Extracted records
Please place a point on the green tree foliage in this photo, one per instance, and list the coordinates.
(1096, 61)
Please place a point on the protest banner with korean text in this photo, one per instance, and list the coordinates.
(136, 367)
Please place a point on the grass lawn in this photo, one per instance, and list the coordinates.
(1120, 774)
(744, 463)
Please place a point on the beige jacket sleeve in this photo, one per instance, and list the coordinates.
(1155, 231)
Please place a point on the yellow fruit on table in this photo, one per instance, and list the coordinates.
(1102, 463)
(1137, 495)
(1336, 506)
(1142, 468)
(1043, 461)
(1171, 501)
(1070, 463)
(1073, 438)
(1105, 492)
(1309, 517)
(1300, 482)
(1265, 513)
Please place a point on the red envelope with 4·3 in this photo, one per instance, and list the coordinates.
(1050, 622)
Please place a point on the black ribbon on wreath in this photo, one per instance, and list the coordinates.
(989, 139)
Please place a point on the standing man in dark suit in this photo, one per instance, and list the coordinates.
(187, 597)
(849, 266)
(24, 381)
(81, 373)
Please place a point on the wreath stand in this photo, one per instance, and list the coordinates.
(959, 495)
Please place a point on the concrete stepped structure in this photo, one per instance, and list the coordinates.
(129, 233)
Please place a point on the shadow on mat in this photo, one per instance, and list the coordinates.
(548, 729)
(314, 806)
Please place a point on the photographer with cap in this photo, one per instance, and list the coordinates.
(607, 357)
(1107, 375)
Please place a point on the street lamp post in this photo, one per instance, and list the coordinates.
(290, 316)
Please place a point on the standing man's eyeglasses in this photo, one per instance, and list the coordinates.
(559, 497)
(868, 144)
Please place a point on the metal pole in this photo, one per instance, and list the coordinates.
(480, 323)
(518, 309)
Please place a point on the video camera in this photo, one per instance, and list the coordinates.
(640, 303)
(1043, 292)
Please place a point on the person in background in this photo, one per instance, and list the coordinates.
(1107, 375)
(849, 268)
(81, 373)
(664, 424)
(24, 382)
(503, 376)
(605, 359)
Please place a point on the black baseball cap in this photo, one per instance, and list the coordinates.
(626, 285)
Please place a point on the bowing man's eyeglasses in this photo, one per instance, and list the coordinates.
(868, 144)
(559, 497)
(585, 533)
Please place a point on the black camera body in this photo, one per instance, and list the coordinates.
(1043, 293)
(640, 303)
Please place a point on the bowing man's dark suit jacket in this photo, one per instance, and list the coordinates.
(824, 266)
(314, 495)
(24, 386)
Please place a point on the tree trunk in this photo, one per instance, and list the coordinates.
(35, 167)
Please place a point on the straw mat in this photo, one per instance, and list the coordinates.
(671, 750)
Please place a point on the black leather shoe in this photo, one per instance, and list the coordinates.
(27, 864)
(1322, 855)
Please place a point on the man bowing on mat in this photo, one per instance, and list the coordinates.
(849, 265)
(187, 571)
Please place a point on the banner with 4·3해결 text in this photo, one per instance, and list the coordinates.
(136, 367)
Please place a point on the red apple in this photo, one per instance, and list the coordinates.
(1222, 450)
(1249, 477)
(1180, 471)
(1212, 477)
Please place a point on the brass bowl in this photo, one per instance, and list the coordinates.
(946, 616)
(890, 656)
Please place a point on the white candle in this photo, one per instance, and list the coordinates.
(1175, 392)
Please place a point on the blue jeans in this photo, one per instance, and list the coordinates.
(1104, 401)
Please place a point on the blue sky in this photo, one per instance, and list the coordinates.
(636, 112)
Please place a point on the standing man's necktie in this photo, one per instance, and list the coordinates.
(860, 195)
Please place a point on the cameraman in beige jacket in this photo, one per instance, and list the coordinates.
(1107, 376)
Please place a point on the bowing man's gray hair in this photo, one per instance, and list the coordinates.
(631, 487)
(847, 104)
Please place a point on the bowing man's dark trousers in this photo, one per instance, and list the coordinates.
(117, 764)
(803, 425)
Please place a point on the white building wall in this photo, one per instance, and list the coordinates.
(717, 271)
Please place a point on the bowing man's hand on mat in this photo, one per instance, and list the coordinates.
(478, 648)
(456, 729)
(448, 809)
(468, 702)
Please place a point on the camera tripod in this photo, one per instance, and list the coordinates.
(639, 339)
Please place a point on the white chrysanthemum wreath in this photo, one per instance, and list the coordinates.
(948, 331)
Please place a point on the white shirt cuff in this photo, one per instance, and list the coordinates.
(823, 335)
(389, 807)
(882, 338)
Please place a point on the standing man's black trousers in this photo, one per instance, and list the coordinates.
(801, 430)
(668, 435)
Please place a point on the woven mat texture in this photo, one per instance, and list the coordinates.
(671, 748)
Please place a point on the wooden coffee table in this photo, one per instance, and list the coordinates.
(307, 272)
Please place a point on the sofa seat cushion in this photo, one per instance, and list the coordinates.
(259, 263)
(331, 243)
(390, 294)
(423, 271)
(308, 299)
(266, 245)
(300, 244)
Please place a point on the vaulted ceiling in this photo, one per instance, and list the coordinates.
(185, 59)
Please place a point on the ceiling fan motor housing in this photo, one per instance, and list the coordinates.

→ Work to complete:
Only a verbatim transcription of the lines from the one containing "Please place a point on the white building" through the last line of the records counts as the answer.

→ Response area:
Please place a point on the white building wall in this photo, one per instance, and list the coordinates.
(717, 271)
Please place a point on the bowing man's hand on mat in this photo, one per instance, and list the coordinates.
(478, 648)
(456, 729)
(448, 809)
(468, 702)
Please place a point on the camera tripod in this photo, one per instance, and list the coordinates.
(639, 339)
Please place a point on the white chrysanthemum wreath in this photo, one per instance, and list the coordinates.
(948, 331)
Please place a point on the white shirt cuff in this photo, one per instance, and list the coordinates.
(823, 335)
(389, 807)
(882, 338)
Please place a point on the standing man's black trousers in this photo, one per instance, and list the coordinates.
(801, 430)
(668, 435)
Please place a point on the woven mat texture in this photo, one per instance, and list the coordinates.
(671, 748)
Please place a point on the wooden coffee table in this photo, one per instance, and list the coordinates.
(307, 272)
Please place a point on the sofa seat cushion in this photo, one per instance, and list the coordinates.
(259, 263)
(331, 243)
(390, 294)
(423, 271)
(308, 299)
(266, 245)
(300, 244)
Please place a point on the vaulted ceiling in this photo, one per instance, and list the coordinates.
(185, 59)
Please place a point on the ceiling fan motor housing in this photo, one per instance, and list the coordinates.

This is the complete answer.